• PASSAGE:

★ ★ ★ ★

Oryzomys gorgasi is a medium-sized oryzomyine with small ears and large feet, and is similar to the marsh rice rat in general appearance. The long and coarse fur is brownish above and ochraceous below. At the base of the tail, the upper and lower sides differ in color and at the end is a short tuft of hairs. The scales on the tail are well-developed. As in other Oryzomys, the hindfeet exhibit specializations for life in the water. The plantar (lower) surface of the metatarsus is naked. Two of the pads are very small. Ungual tufts, tufts of hair at the bases of the claws, are poorly developed. Interdigital webbing is present, but extends along less than half of the first phalanges.

In specimens from El Caimito, total length is 220 to 290 mm, averaging 259 mm (measured in 6 specimens); tail length is 116 to 138 mm, averaging 130 mm (measured in 8 specimens); hindfoot length is 30 to 32 mm, averaging 31 mm (measured in 10 specimens); ear length is 15 to 17 mm, averaging 16 mm (measured in 7 specimens); and condylo-incisive length (a measure of total skull size) is 26.9 to 31.4 mm, averaging 29.6 mm (measured in 5 specimens). In the holotype from Colombia, an old male, total length is 240 mm; tail length is 125 mm; ear length is 19 mm; and condylo-incisive length is 32.1 mm. The collector recorded the holotype's hindfoot as being 34 mm long, but Sánchez and colleagues remeasured it as 33 mm.

The rostrum (front part of the skull) is short. The broad zygomatic plate develops a prominent notch, but not a spine, on its front end, and its back margin is in front of the first molars. The interorbital region, located between the eyes, is narrowest towards the front and is flanked by beadings along its margins. The interparietal bone is relatively long. The incisive foramina, perforations of the palate between the incisors and the molars, are narrow and long and taper towards the end. The palate itself is also long, extending beyond the molars, and includes prominent posterolateral palatal pits near the third molars, which are excavated into deep fossae. The roof of the mesopterygoid fossa, the opening behind the palate, is not perforated by sphenopalatine vacuities. O. gorgasi lacks an alisphenoid strut; in some other oryzomyines, this extension of the alisphenoid bone separates two openings in the skull, the masticatory–buccinator foramen and the foramen ovale accessorium. The squamosal bone lacks a suspensory process that contacts the tegmen tympani, the roof of the tympanic cavity, a defining character of oryzomyines. The subsquamosal fenestra, an opening at the back of the skull determined by the shape of the squamosal, is almost absent.

★ ★ ★ ★

• ENTRIES SUPPLIED:
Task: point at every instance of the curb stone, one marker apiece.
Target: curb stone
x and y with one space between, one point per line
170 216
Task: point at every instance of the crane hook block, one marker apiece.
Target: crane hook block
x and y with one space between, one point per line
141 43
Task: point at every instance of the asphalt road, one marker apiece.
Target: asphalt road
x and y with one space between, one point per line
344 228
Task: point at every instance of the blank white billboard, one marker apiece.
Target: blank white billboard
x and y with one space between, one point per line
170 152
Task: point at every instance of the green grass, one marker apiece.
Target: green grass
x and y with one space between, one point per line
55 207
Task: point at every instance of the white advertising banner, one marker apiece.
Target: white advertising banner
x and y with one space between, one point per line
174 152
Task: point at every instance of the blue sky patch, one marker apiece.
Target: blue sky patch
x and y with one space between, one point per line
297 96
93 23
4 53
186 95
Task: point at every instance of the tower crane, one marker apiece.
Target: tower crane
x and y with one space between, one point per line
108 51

★ ★ ★ ★

• WHAT YOU WILL DO:
1) For each statement, answer yes or no according to the Oryzomys gorgasi passage, and quote the words that decide it: (a) The fur is brownish on the underside. (b) The holotype from Colombia is an old male. (c) O. gorgasi has an alisphenoid strut.
2) Carry on the Oryzomys gorgasi passage from its last sentence.
The entries are separate from the Oryzomys gorgasi passage.

• RESPONSES PER TASK:
1)
(a) No: "The long and coarse fur is brownish above and ochraceous below."
(b) Yes: "In the holotype from Colombia, an old male"
(c) No: "O. gorgasi lacks an alisphenoid strut"

2)
In the mandible (lower jaw), the upper and lower masseteric ridges come close together below the first molars, but do not fuse. The back end of the lower incisor root is in a capsular process, a raising of the mandibular bone behind the molars. The upper incisors have yellowish enamel and are opisthodont, with the cutting edge inclined backwards. The molars are relatively small and are brachydont (low-crowned) and bunodont (with the cusps higher than the connecting crests). They are similar to those of the marsh rice rat in structural details. The upper and lower first molars have small accessory roots, as in many other oryzomyines, and the second and third lower molar each have two roots only.

Oryzomys gorgasi is distinguished from other Oryzomys species by its short rostrum, the form of its incisive foramina, the absence of sphenopalatine vacuities, and the near absence of a subsquamosal fenestra. Within the species, the Colombian specimen differs from the Venezuelan animals in being larger in some measurements, but having smaller teeth, and in having oddly shaped wear facets of the incisors. The Colombian animal was probably kept in captivity for some time after it was caught, which would explain its large size and odd wear facets. There are no substantial differences between mainland O. gorgasi and material from Curaçao.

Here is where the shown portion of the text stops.